#### Selected passage
# '65 intake question...



## rickm (Feb 8, 2012)

I was on ebay just lookin at '65 parts and saw a '65 tri-power intake that had a threaded hole on the passenger side boss opposite where the stock temp. sending unit mounts. the '65 intakes ive ever owned whether 4bbl. or tri-power all had just the one threaded hole on the drivers side boss for the sending unit. what was I looking at? why was that threaded hole there? for what purpose? it had the cast #9778818.


----------



## geeteeohguy (Feb 2, 2008)

It was probably a '64 or earlier unit. The heater hose connected to the front of the intake rather than to the rear of the pass. side cylinder head.


----------



## rickm (Feb 8, 2012)

geeteeohguy said:


> It was probably a '64 or earlier unit. The heater hose connected to the front of the intake rather than to the rear of the pass. side cylinder head.


im aware of that. my first was a '64. I know the '64 intake does not mount to '65-up heads. its a different design. I forget the casting # for the '64. its not the same as '65. its being advertised as a '65 with a '65 casting #.


----------



## geeteeohguy (Feb 2, 2008)

That casting number is for the '65 TP intake, for sure. Looking at mine, and others on line, none have an extra threaded hole. There is a boss where one could be installed, if you drilled and threaded it, but what for? My guess would be that it's a modified intake. A picture would be nice, though.


----------



## nineteen 65 (Jul 8, 2013)

2 out of the 3 65 tripowers that I own have the extra hole on the passenger-side. I posted the same question a while back on the other forum and from the responses it appears that mine were not the only ones that exist. The holes are not modifications and were in the original casting. I added after market temp gauges and used the extra hole to insert a sensor to activate the idiot light in my dash.


----------



## rickm (Feb 8, 2012)

thanks for the reply. I just don't know for what purpose. none of mine ever had one. 4bbl. or tri. maybe they were made during early transition from '64 to 5 since the '64 used it for the heater hose connection. im curious to know what the casting date is on yours. early?


----------



## nineteen 65 (Jul 8, 2013)

I won't be able to check until January


----------



## geeteeohguy (Feb 2, 2008)

In 40 years of GTO-ing, I have never seen one. Pics would be nice.


----------



## rickm (Feb 8, 2012)

if you go on ebay for " 65 Pontiac tri-power " you will see a bare manifold for sale, and also a complete set-up that has it. I know, its strange to me also but seems to exist.


----------



## GoatGuru (Oct 1, 2013)

rickm said:


> thanks for the reply. I just don't know for what purpose. none of mine ever had one. 4bbl. or tri. maybe they were made during early transition from '64 to 5 since the '64 used it for the heater hose connection. im curious to know what the casting date is on yours. early?
########
#### Supplied records
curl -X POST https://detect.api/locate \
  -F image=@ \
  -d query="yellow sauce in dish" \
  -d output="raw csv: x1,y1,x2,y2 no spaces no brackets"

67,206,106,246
########
#### Supplied records
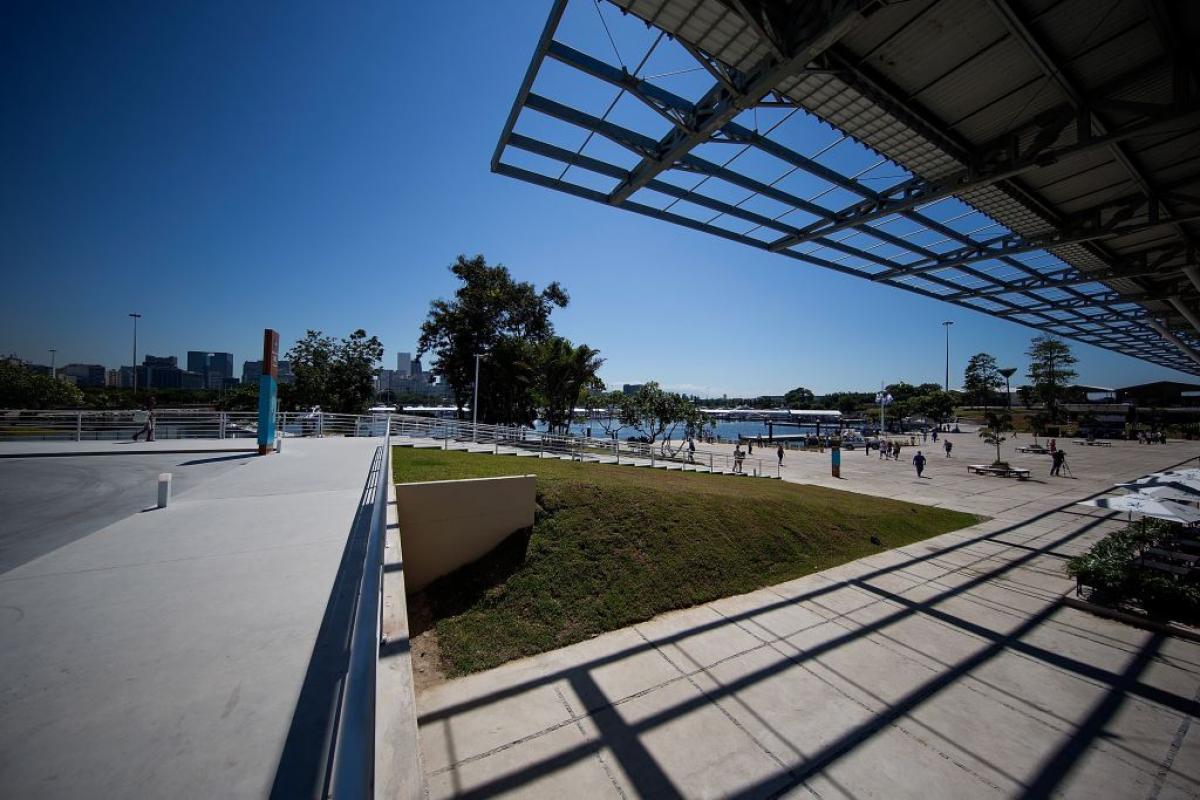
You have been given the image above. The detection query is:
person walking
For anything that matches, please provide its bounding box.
########
#### Supplied records
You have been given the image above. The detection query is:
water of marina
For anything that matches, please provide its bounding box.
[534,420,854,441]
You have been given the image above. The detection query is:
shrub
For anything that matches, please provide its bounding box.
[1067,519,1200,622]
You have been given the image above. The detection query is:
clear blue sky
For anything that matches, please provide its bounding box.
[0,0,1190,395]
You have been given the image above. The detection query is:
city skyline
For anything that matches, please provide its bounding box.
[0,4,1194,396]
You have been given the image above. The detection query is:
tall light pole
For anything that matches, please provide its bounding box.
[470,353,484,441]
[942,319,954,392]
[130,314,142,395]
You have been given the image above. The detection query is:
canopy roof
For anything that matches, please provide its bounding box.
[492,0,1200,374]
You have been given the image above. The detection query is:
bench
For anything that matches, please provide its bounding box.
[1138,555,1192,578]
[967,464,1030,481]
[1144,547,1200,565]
########
— List of tasks —
1. Please reproduce the stretch of the '65 intake thread from "if you go on" through "seems to exist.".
2. In the '65 intake thread, what did nineteen 65 use the extra passenger-side hole for?
3. Carry on the '65 intake thread from its last post.
The items are separate from the '65 intake thread.

— Answers per task —
1.
if you go on ebay for " 65 Pontiac tri-power " you will see a bare manifold for sale, and also a complete set-up that has it. I know, its strange to me also but seems to exist.

2. To insert a sensor that activates the idiot light in the dash.

3.
My Friend Marc Neary says it is a early 65 when every thing transformed over from 1964. This guy has over twenty 1965s one in every color all WS tri-Power 4spd cars and all factory Original his parents owned, Neary Pontiac dealer ship in Dufer Oregon up until 1973, he still has the dealer ship with tons of NOS parts 5 floors of cars and parts from 64 to72. He specializes in GTO builds. he is a 65 freak. He has a 1965 with that heater hose connected to it. it is a 65 but has, sept 64 build date on data plate . late 64 early 65. Pontiac did weird things lol in the early 60s I have seen were the manifold vacuum line run's from that area to the vacuum gauge in car but don't know..


----------



## rickm (Feb 8, 2012)

thanks for info.


----------



## geeteeohguy (Feb 2, 2008)

'64 intakes were not used on '65's, as the heads were completely redesigned for '65, and were not compatible with a '64 intake. Early production '65's that were built in '64 had '65 manifolds and heads, with casting numbers to match. So, no '64 manifolds were installed on '65 model year cars. This whole 'second hole' thing has me scratching my head.


----------



## rickm (Feb 8, 2012)

the only thing I can think of is when the new manifold design for '65 was first being casted, for some reason they continued to have that threaded hole on the passenger side that the '64 utilized for the heater hose connection. they just plugged it at the factory with a pipe thread plug. then shortly after realized it was no longer needed and discontinued it on the castings. theres an obvious boss on the '65 intakes that don't have the threaded hole. im sure there aren't many that have it. its the first time ive ever seen them. im curious to know if the casting dates are "early".


----------



## nineteen 65 (Jul 8, 2013)

Once I get back in January I will check the casting date and post a picture. FYI my tripower intake is in my '65 GTO bolted to 77 heads. The original plug for the hole looked similar to the rear end oil filler plug. Unfortunately when I rebuilt my tripower I miss placed the plug and had to use a brass pipe plug. One detail that I recall is that the 'passenger' hole is smaller than the drivers side. I tried to insert the temp sender but hole was too small. I reread my original post and noticed an error, should read that I 'plan' to use the extra hole to install a sensor to activate the dash idiot light'. I have found a sensor that is of smaller diameter that will fit.


----------



## rickm (Feb 8, 2012)

yeah, the bare manifold on ebay for sale had the same type plug. the reason why this thing was on my mind was I try to keep my car as period correct and not jury rigged as possible. now I know in the future that manifold meets my standards should I come across one to buy.


----------



## 60sstuff (Jul 15, 2011)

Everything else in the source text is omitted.